After locating the line that contains "mark the dark gray" in the data below, set down exactly that line and each one after it through the line that contains "mark the white cloud | one pin per instance.", and nothing more.

[Stored data entries]
———

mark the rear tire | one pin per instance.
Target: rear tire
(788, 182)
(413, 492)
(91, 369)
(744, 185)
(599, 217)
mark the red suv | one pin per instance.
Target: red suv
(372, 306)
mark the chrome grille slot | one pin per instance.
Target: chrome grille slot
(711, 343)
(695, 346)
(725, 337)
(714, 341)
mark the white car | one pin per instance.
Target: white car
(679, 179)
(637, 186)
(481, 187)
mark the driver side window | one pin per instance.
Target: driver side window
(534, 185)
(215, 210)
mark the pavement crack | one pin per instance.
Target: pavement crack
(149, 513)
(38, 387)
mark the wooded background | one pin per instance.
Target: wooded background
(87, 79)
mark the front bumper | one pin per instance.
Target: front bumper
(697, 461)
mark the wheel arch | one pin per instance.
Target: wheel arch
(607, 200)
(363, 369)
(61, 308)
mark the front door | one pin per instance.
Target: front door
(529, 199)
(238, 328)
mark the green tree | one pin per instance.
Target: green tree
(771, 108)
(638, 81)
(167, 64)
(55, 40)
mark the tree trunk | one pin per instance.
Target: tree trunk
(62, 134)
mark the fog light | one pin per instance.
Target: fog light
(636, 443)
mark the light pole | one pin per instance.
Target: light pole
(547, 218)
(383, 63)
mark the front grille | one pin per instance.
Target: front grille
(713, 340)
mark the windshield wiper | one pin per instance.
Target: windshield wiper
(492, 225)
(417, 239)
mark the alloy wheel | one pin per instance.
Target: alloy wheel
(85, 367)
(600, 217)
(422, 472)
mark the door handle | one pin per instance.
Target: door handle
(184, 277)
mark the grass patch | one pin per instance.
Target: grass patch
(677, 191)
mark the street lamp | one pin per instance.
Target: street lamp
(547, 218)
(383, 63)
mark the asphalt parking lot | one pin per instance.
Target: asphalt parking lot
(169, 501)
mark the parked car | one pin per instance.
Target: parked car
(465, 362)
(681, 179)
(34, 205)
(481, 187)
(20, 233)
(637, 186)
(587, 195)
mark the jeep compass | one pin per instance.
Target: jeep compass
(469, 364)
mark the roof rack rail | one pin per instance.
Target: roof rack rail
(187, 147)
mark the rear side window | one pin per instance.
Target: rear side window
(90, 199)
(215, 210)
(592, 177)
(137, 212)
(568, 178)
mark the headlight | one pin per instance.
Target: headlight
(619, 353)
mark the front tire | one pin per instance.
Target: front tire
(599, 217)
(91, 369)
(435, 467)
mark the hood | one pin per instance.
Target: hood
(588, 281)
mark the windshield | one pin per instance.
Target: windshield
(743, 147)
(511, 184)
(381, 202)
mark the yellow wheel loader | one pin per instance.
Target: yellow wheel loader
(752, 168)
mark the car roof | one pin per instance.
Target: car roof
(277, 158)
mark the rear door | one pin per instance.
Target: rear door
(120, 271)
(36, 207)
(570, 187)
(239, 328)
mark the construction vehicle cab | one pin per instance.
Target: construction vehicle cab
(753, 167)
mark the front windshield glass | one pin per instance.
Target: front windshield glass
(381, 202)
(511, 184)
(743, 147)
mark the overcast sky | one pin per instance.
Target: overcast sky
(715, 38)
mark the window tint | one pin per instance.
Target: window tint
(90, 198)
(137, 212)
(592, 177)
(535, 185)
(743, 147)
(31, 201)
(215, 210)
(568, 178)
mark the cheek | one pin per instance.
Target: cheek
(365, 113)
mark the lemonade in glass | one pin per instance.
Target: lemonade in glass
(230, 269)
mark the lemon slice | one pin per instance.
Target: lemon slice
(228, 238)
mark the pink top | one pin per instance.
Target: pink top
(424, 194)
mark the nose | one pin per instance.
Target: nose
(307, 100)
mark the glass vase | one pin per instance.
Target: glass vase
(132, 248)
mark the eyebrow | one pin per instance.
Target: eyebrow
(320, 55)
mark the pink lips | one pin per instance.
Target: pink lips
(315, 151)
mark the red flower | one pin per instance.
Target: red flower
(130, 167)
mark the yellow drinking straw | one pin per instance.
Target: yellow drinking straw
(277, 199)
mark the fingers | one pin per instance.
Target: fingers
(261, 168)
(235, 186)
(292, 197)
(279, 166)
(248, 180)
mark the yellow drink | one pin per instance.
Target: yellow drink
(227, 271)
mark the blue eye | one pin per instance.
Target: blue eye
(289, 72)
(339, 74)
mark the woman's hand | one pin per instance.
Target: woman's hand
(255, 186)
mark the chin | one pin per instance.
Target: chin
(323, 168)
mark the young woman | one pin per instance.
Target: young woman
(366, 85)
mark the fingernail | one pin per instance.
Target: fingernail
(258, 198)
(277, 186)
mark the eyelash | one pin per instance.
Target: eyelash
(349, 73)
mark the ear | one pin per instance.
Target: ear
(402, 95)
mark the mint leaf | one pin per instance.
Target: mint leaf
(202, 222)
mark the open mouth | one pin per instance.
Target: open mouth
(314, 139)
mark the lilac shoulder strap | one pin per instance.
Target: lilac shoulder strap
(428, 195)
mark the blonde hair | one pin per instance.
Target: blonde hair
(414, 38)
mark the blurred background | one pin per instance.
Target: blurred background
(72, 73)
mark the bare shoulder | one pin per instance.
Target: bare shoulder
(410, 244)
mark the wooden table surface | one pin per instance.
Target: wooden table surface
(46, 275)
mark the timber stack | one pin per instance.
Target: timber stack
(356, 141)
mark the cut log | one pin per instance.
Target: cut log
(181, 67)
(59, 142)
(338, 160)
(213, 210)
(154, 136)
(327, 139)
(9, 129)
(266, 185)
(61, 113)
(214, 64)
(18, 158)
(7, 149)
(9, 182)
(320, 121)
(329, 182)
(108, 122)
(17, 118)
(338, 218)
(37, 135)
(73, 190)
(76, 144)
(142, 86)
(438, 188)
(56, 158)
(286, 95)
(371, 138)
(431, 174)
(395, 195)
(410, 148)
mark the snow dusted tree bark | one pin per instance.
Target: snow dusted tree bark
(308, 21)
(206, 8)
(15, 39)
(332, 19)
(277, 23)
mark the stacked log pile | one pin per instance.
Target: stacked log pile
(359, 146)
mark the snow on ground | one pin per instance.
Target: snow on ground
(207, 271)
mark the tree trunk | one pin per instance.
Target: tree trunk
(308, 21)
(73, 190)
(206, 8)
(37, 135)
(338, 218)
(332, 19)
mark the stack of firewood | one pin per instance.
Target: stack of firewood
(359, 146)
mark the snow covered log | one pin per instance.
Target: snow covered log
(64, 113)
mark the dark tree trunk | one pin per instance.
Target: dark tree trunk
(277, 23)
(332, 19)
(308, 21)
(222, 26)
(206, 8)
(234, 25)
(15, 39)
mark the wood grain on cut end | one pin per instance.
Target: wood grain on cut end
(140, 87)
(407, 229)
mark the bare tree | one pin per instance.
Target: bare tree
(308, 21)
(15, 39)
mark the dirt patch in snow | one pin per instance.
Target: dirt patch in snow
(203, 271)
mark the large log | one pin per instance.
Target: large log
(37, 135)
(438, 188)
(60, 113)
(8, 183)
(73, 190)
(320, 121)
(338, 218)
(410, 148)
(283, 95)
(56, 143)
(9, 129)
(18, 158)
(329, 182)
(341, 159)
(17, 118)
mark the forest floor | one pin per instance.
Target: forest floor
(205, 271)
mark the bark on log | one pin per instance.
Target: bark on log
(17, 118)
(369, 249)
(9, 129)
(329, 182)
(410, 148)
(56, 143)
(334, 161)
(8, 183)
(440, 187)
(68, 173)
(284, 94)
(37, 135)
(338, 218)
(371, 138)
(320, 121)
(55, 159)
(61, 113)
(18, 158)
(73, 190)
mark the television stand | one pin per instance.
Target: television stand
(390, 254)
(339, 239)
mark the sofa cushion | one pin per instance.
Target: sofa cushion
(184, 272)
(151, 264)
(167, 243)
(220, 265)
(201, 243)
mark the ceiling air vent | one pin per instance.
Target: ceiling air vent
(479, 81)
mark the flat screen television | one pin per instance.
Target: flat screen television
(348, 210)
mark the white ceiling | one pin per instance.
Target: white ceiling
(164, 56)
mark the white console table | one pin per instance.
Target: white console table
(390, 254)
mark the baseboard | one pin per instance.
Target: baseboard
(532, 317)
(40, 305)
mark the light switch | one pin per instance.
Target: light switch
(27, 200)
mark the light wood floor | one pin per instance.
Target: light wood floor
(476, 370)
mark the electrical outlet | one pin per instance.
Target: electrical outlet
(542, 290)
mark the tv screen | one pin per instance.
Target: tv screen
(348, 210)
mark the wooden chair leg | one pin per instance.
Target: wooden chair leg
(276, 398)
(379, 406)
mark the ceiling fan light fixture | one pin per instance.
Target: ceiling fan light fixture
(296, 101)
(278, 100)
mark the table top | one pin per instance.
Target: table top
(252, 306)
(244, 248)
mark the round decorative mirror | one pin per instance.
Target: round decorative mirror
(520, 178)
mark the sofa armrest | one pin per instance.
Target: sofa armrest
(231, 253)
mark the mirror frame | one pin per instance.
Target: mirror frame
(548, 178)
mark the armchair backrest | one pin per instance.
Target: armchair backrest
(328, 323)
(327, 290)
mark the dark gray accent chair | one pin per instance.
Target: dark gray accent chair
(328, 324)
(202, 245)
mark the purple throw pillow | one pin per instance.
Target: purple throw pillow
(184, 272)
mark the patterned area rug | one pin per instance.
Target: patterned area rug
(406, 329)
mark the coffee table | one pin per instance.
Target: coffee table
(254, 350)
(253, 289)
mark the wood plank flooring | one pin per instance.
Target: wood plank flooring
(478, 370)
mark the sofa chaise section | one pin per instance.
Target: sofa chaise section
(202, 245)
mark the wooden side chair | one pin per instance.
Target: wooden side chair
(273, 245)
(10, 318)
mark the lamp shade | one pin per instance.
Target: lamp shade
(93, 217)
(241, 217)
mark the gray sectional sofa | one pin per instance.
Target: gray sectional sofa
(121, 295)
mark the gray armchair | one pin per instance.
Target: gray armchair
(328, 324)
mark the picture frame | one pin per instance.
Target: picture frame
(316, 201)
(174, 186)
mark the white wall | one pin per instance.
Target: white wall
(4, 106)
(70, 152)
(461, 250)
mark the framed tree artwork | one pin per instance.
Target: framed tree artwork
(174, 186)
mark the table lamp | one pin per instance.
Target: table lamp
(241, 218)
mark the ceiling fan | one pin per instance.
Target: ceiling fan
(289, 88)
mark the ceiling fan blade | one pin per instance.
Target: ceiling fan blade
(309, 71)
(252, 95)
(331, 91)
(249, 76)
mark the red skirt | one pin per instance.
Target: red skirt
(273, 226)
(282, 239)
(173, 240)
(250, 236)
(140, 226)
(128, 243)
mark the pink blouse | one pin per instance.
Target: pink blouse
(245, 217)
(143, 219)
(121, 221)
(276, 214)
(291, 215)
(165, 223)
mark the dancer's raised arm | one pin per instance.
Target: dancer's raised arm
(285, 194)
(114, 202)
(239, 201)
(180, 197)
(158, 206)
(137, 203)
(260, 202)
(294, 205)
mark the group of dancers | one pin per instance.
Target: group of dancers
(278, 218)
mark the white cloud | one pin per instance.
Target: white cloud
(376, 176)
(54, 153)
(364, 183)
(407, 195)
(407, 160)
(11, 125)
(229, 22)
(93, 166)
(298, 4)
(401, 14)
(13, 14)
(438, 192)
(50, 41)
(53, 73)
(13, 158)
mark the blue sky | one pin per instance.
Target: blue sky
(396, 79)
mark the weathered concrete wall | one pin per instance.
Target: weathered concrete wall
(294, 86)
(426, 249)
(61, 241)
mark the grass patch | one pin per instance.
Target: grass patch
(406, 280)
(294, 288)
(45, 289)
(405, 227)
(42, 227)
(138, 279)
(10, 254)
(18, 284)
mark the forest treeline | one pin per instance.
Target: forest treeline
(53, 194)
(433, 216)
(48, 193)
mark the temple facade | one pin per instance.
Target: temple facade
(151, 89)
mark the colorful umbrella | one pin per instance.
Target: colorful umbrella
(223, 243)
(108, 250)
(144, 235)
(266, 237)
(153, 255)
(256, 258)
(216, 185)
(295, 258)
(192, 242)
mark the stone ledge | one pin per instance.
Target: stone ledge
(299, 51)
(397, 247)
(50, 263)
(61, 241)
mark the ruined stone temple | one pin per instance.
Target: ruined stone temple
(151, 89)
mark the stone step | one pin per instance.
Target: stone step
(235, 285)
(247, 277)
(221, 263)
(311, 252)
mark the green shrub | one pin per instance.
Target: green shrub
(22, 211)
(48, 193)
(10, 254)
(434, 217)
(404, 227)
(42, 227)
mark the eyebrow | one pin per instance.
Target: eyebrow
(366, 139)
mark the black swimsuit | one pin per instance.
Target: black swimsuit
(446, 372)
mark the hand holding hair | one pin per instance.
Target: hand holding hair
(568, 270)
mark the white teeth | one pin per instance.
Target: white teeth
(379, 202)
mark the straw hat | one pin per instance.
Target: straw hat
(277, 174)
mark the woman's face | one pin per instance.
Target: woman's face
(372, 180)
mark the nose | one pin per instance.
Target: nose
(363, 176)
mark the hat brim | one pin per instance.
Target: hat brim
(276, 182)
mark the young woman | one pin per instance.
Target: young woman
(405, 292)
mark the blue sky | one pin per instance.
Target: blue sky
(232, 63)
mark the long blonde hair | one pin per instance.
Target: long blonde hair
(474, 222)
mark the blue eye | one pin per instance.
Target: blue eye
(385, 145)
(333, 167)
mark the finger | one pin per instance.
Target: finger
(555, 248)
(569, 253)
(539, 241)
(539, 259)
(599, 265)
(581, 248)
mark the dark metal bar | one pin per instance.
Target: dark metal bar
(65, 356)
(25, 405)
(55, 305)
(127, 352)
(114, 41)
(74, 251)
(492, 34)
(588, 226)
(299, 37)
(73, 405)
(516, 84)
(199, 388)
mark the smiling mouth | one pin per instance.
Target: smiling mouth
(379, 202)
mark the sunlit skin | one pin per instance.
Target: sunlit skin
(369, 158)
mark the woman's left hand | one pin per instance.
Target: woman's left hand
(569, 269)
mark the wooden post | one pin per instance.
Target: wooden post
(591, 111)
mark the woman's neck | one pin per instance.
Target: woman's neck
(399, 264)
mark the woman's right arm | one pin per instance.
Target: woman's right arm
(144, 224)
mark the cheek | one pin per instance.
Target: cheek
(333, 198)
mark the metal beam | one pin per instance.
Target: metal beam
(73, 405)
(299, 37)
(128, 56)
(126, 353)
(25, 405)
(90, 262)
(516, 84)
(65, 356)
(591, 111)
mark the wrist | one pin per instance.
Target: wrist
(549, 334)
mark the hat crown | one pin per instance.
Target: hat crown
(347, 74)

———

▸ OUTPUT OF THE EXERCISE
mark the dark gray accent chair | one pin per instance.
Target: dark gray accent chair
(328, 324)
(202, 245)
mark the purple throw pillow | one pin per instance.
Target: purple throw pillow
(184, 272)
mark the patterned area rug | one pin per instance.
Target: patterned area rug
(406, 329)
mark the coffee table | one pin per instance.
Target: coffee table
(254, 350)
(253, 289)
mark the wood plank flooring | one pin per instance.
Target: wood plank flooring
(478, 370)
mark the sofa chaise section | one pin per instance.
Target: sofa chaise section
(202, 245)
mark the wooden side chair | one pin per instance.
Target: wooden side chair
(273, 245)
(10, 318)
mark the lamp shade | one pin per instance.
Target: lamp shade
(93, 217)
(241, 217)
mark the gray sectional sofa | one pin per instance.
Target: gray sectional sofa
(121, 295)
mark the gray armchair | one pin per instance.
Target: gray armchair
(328, 324)
mark the picture frame | one pin per instance.
Target: picture frame
(316, 201)
(174, 186)
mark the white wall | one pin per instance.
Target: white wall
(4, 106)
(70, 152)
(461, 250)
mark the framed tree artwork | one pin per instance.
Target: framed tree artwork
(174, 186)
mark the table lamp | one pin per instance.
Target: table lamp
(241, 218)
mark the ceiling fan | one pin per instance.
Target: ceiling fan
(289, 88)
mark the ceiling fan blade | one pin per instance.
Target: ceiling fan blade
(309, 71)
(252, 95)
(331, 91)
(249, 76)
mark the red skirt | one pin per instance.
Target: red skirt
(273, 226)
(282, 239)
(173, 240)
(250, 236)
(140, 226)
(128, 243)
mark the pink blouse | one pin per instance.
Target: pink blouse
(245, 217)
(143, 219)
(121, 221)
(276, 214)
(291, 215)
(165, 223)
mark the dancer's raised arm | one pin per instance.
Target: dancer's raised arm
(285, 194)
(114, 202)
(239, 201)
(180, 197)
(158, 206)
(137, 203)
(260, 202)
(294, 205)
mark the group of dancers | one pin per instance.
Target: group of dancers
(278, 218)
mark the white cloud | one pin per instance.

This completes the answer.